_What is needed_: Retype only the lines running from the beginning of the entries below to the line with "Category: island side panel", both included. Do not include pictures.

START Data records

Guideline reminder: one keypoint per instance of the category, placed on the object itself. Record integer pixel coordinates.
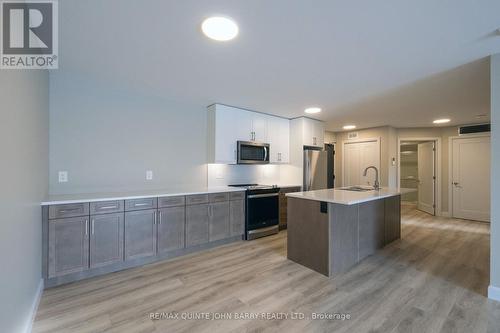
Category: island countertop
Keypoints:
(346, 197)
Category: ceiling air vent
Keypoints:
(471, 129)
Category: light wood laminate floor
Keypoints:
(433, 280)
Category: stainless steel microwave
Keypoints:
(253, 152)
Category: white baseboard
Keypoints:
(34, 307)
(494, 293)
(445, 214)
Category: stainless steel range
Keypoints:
(262, 210)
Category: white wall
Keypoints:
(24, 127)
(107, 137)
(494, 290)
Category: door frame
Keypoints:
(345, 142)
(438, 162)
(450, 164)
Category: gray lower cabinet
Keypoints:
(371, 227)
(68, 246)
(106, 239)
(140, 234)
(218, 220)
(237, 218)
(196, 224)
(171, 228)
(392, 219)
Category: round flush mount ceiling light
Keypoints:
(312, 110)
(441, 121)
(220, 28)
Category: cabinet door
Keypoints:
(106, 239)
(237, 218)
(171, 228)
(140, 234)
(231, 125)
(279, 139)
(259, 126)
(68, 246)
(218, 220)
(196, 224)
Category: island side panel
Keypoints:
(392, 219)
(307, 235)
(371, 227)
(344, 249)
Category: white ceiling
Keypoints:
(391, 62)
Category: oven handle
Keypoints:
(263, 195)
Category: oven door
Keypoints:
(253, 153)
(262, 210)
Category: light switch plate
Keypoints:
(63, 176)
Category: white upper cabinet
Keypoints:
(313, 132)
(227, 125)
(279, 139)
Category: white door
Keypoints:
(426, 177)
(471, 178)
(357, 157)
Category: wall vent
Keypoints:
(471, 129)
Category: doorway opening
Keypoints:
(418, 172)
(469, 177)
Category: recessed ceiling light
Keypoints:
(220, 28)
(312, 110)
(348, 127)
(441, 121)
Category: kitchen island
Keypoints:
(331, 230)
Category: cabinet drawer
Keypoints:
(68, 210)
(105, 207)
(196, 199)
(171, 201)
(238, 196)
(218, 197)
(140, 204)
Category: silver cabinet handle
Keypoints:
(108, 207)
(68, 210)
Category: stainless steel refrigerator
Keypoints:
(318, 168)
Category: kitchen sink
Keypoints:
(357, 189)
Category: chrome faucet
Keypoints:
(376, 185)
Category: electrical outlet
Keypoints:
(63, 176)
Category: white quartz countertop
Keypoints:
(95, 197)
(345, 197)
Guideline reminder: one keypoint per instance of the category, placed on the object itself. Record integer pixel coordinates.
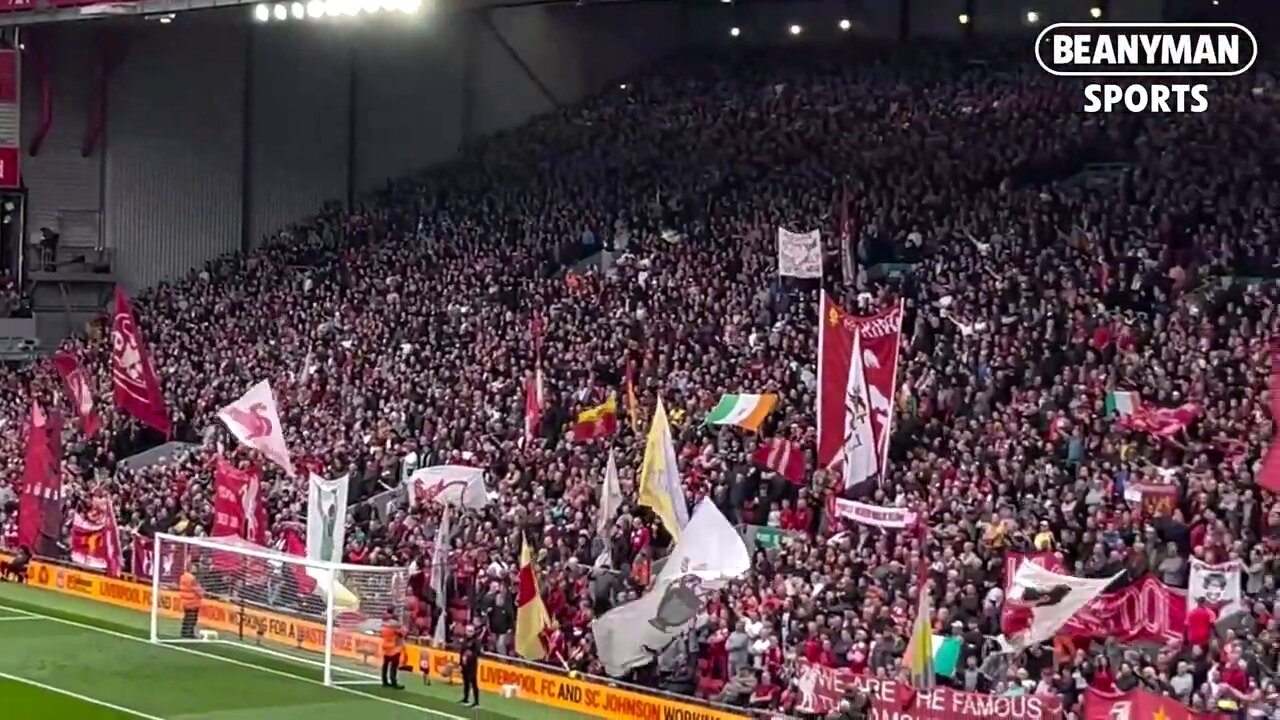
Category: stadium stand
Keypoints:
(1046, 259)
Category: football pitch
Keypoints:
(68, 657)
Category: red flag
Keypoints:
(40, 509)
(881, 336)
(78, 390)
(1269, 477)
(784, 458)
(1138, 703)
(534, 391)
(135, 383)
(169, 565)
(292, 543)
(95, 541)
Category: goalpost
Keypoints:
(255, 598)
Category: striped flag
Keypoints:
(784, 458)
(743, 410)
(531, 618)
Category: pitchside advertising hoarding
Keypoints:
(1146, 67)
(544, 687)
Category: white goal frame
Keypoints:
(332, 570)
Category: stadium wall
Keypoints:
(222, 131)
(540, 684)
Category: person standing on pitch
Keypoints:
(393, 647)
(471, 668)
(191, 595)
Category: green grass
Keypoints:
(96, 652)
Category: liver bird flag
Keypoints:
(78, 390)
(135, 383)
(255, 420)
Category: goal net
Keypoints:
(252, 598)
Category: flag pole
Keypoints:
(892, 391)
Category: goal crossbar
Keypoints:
(325, 575)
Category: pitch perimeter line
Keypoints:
(233, 661)
(76, 696)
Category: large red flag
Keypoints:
(238, 509)
(78, 390)
(880, 338)
(40, 507)
(135, 383)
(1269, 477)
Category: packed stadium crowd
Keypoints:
(1046, 259)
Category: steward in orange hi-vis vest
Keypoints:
(393, 648)
(191, 595)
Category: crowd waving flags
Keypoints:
(135, 383)
(255, 420)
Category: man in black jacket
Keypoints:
(470, 654)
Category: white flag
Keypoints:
(1041, 601)
(327, 518)
(449, 484)
(799, 254)
(611, 500)
(708, 555)
(862, 461)
(1216, 586)
(255, 420)
(439, 574)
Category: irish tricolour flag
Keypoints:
(743, 410)
(946, 655)
(1123, 402)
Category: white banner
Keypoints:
(255, 420)
(874, 515)
(708, 555)
(1216, 586)
(327, 518)
(799, 254)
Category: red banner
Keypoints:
(145, 561)
(823, 688)
(1138, 703)
(1144, 611)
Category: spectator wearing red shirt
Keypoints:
(1200, 624)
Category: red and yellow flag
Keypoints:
(531, 618)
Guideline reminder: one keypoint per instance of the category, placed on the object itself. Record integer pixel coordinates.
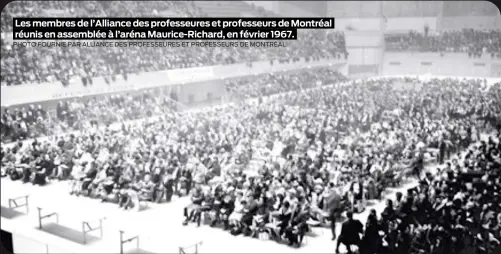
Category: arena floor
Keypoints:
(159, 226)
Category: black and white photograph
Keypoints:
(187, 127)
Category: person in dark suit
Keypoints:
(350, 233)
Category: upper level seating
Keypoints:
(473, 42)
(22, 65)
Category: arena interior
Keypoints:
(379, 136)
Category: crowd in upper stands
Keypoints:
(273, 167)
(21, 65)
(304, 147)
(473, 42)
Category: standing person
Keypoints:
(350, 233)
(333, 203)
(371, 240)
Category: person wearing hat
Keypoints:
(193, 211)
(350, 233)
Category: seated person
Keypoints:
(238, 212)
(261, 218)
(90, 174)
(147, 188)
(77, 175)
(128, 199)
(223, 211)
(38, 173)
(250, 210)
(97, 183)
(159, 190)
(298, 227)
(193, 210)
(283, 216)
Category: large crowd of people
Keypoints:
(301, 149)
(274, 167)
(473, 42)
(21, 65)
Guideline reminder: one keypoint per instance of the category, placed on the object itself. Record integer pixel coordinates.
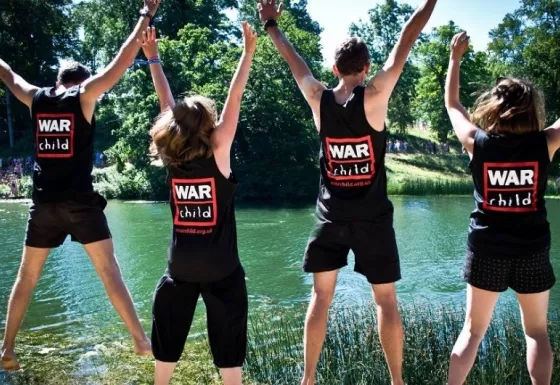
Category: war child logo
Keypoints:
(511, 187)
(55, 136)
(351, 161)
(195, 204)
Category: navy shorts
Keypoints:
(226, 309)
(374, 246)
(81, 217)
(524, 275)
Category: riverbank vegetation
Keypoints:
(275, 153)
(352, 353)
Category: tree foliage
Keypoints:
(276, 147)
(433, 57)
(527, 44)
(381, 33)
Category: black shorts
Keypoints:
(528, 275)
(374, 246)
(81, 217)
(226, 310)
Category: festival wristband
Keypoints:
(270, 23)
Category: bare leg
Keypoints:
(232, 376)
(480, 306)
(103, 257)
(164, 372)
(32, 263)
(534, 312)
(316, 322)
(390, 329)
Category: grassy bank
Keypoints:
(352, 354)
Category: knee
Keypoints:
(473, 333)
(387, 303)
(323, 297)
(109, 269)
(539, 335)
(26, 276)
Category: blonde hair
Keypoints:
(513, 106)
(183, 133)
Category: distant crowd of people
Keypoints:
(434, 148)
(11, 172)
(398, 146)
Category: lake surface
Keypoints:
(70, 299)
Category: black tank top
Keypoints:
(353, 177)
(203, 245)
(510, 175)
(63, 145)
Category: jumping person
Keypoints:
(353, 209)
(63, 199)
(203, 258)
(509, 235)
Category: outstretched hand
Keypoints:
(250, 38)
(149, 43)
(268, 10)
(152, 6)
(459, 45)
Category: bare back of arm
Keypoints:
(381, 86)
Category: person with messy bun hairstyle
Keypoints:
(194, 145)
(509, 234)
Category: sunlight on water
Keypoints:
(70, 299)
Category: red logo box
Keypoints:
(370, 159)
(57, 134)
(489, 189)
(177, 220)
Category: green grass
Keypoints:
(352, 354)
(418, 174)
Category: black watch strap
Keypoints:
(270, 23)
(146, 13)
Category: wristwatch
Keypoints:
(145, 13)
(270, 23)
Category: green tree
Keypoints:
(433, 57)
(33, 35)
(527, 44)
(106, 24)
(381, 32)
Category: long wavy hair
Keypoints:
(183, 133)
(513, 106)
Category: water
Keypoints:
(70, 299)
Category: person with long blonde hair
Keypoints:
(509, 234)
(194, 145)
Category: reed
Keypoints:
(352, 354)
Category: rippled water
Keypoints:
(70, 299)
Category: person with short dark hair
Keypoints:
(509, 235)
(64, 202)
(353, 208)
(73, 73)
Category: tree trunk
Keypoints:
(9, 118)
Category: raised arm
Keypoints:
(460, 119)
(150, 48)
(553, 138)
(227, 126)
(309, 86)
(97, 85)
(386, 79)
(23, 91)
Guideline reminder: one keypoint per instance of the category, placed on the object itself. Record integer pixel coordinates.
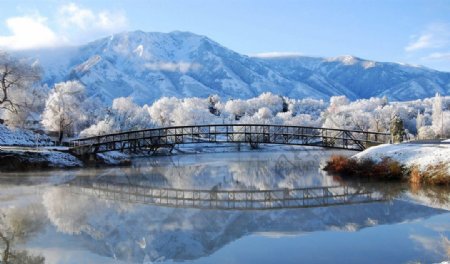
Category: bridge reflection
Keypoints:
(224, 199)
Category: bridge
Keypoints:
(224, 199)
(253, 134)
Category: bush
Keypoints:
(433, 174)
(387, 169)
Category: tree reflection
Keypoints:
(18, 225)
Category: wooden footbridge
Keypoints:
(168, 137)
(224, 199)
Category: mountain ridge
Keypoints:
(149, 65)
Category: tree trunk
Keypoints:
(60, 136)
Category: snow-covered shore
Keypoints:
(410, 154)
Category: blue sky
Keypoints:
(409, 31)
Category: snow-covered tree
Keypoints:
(31, 103)
(193, 111)
(420, 121)
(161, 111)
(124, 115)
(437, 116)
(426, 132)
(63, 109)
(16, 80)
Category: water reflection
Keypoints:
(60, 222)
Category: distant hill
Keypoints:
(147, 66)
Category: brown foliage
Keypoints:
(387, 169)
(433, 174)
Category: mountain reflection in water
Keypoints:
(58, 219)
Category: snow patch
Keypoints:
(409, 154)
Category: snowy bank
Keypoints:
(21, 137)
(409, 154)
(30, 159)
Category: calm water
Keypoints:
(109, 216)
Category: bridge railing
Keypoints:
(249, 133)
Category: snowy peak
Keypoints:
(147, 66)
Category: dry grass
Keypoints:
(388, 169)
(433, 174)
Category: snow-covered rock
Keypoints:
(22, 137)
(410, 154)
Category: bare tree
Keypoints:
(16, 78)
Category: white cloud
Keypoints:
(276, 54)
(182, 67)
(72, 25)
(71, 15)
(434, 36)
(437, 56)
(28, 32)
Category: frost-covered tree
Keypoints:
(124, 115)
(268, 100)
(420, 121)
(437, 116)
(16, 80)
(236, 108)
(426, 132)
(162, 110)
(193, 111)
(32, 103)
(63, 109)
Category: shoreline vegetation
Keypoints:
(388, 169)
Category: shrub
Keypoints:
(387, 169)
(436, 174)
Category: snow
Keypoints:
(22, 137)
(127, 60)
(409, 154)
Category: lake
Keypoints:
(273, 205)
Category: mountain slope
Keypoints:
(147, 66)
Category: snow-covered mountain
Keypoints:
(147, 66)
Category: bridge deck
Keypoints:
(155, 138)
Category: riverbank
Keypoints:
(21, 158)
(415, 162)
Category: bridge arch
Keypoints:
(253, 134)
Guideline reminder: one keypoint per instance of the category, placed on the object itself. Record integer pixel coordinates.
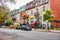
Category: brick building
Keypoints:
(55, 7)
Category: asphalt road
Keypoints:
(29, 35)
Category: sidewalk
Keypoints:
(41, 30)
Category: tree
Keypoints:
(3, 14)
(48, 17)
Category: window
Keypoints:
(37, 10)
(43, 8)
(43, 1)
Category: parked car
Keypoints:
(26, 27)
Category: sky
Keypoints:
(18, 4)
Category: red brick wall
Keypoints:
(21, 19)
(55, 7)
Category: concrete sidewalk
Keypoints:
(41, 30)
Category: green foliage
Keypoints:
(52, 26)
(17, 27)
(9, 22)
(47, 15)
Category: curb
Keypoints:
(54, 31)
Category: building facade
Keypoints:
(36, 8)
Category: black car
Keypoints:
(26, 27)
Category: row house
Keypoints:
(36, 8)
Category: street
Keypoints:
(10, 34)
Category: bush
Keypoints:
(17, 27)
(52, 26)
(9, 22)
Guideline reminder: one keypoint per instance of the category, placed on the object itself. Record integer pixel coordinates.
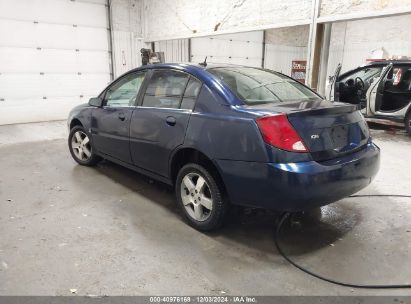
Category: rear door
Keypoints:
(334, 85)
(159, 123)
(110, 125)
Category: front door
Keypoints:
(159, 123)
(110, 126)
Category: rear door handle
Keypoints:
(171, 121)
(121, 116)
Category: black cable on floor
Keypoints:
(280, 250)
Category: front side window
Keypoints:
(165, 89)
(256, 86)
(124, 92)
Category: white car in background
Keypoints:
(381, 89)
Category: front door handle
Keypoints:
(121, 116)
(171, 121)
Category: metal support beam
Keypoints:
(313, 42)
(325, 49)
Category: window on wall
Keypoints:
(124, 92)
(165, 89)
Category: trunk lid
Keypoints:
(328, 129)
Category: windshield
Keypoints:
(256, 86)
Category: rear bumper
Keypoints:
(299, 186)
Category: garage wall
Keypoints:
(174, 50)
(187, 18)
(127, 34)
(241, 48)
(345, 7)
(284, 45)
(54, 54)
(351, 42)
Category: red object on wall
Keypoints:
(298, 70)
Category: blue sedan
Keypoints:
(223, 135)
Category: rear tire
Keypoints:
(407, 123)
(80, 147)
(200, 198)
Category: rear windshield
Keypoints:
(256, 86)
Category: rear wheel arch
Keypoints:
(184, 156)
(75, 122)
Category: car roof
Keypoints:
(191, 65)
(386, 62)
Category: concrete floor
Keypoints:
(109, 231)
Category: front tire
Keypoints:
(81, 148)
(200, 198)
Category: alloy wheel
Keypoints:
(80, 144)
(196, 196)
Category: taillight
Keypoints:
(278, 132)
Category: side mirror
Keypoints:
(96, 102)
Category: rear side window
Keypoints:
(191, 93)
(165, 89)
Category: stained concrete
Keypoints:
(109, 231)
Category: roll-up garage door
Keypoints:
(54, 54)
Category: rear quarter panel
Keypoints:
(221, 132)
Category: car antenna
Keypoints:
(204, 64)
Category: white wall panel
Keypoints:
(240, 48)
(29, 60)
(352, 42)
(54, 54)
(176, 19)
(28, 34)
(49, 86)
(55, 11)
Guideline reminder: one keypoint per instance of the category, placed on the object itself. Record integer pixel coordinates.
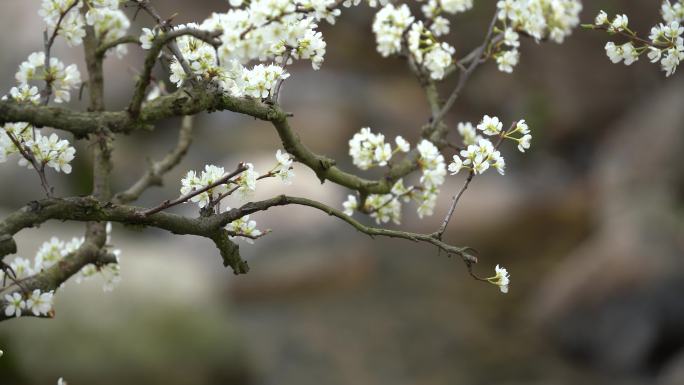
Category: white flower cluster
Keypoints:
(432, 55)
(480, 153)
(477, 157)
(433, 168)
(193, 182)
(541, 19)
(389, 26)
(666, 43)
(275, 31)
(110, 272)
(38, 303)
(369, 150)
(283, 169)
(55, 250)
(62, 79)
(434, 7)
(107, 20)
(382, 207)
(244, 228)
(47, 150)
(502, 279)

END Data records

_Written reply_:
Guideline reminder: one keypoint per instance of the category, placed on the object itself. Record integer pixel coordinates.
Category: island countertop
Keypoints:
(346, 197)
Category: ceiling air vent
Keypoints:
(471, 129)
Category: light wood laminate floor
Keypoints:
(433, 280)
Category: stainless steel microwave
Keypoints:
(253, 152)
Category: white baseboard
Keypoints:
(34, 307)
(494, 293)
(445, 214)
Category: stainless steel range
Keypoints:
(262, 210)
Category: white wall
Keypoints:
(24, 127)
(107, 137)
(494, 290)
Category: door frame
Keypoints:
(345, 142)
(438, 162)
(450, 164)
Category: gray lower cabinet
Keypoints:
(371, 227)
(68, 246)
(106, 239)
(140, 234)
(218, 220)
(237, 218)
(196, 224)
(171, 228)
(392, 219)
Category: round flush mount ceiling light
Keypoints:
(312, 110)
(441, 121)
(220, 28)
Category: cabinet door
Keypoints:
(106, 239)
(237, 218)
(171, 228)
(140, 234)
(231, 125)
(279, 139)
(259, 126)
(68, 246)
(218, 220)
(196, 224)
Category: island side panel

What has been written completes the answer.